* _Required tasks_:
1) From the forum thread about uploading Form 1023, extract the passage starting with "## owais.gohar (May" and going on through "without any mistake.".
2) In the forum thread about uploading Form 1023, what file name does the reply recommend for the uploaded document?

* _Reading text_:
# Where to upload FORM 1023



## owais.gohar (May 30, 2013)

Dear Seniors,

I am planning to upload form 1023 in my immiAccount but surprisingly i am unable to find the suitable category for this form 1023.

What should i select in "Document Type " and "Evidence Type" field?

Please i need your guidance in order for me to upload the FORM 1023 without any mistake.

Thanks


----------



## jre05 (Feb 16, 2013)

owais.gohar said:


> Dear Seniors,
> 
> I am planning to upload form 1023 in my immiAccount but surprisingly i am unable to find the suitable category for this form 1023.
> 
> ...


Document Type - No Documents	

Evidence Type - Other (specify)	

Description - Form 1023 to correct _reason of whatever mistake you have done_

Upload document naming convention - 1023.pdf

Hope it helps.

Best regards,
JR


----------



## sunnyboi (Jul 10, 2013)

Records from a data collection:
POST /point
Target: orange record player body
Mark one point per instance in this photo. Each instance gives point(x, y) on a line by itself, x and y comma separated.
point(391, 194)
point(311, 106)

* _Problem solutions_:
1)
## owais.gohar (May 30, 2013)

Dear Seniors,

I am planning to upload form 1023 in my immiAccount but surprisingly i am unable to find the suitable category for this form 1023.

What should i select in "Document Type " and "Evidence Type" field?

Please i need your guidance in order for me to upload the FORM 1023 without any mistake.

2) 1023.pdf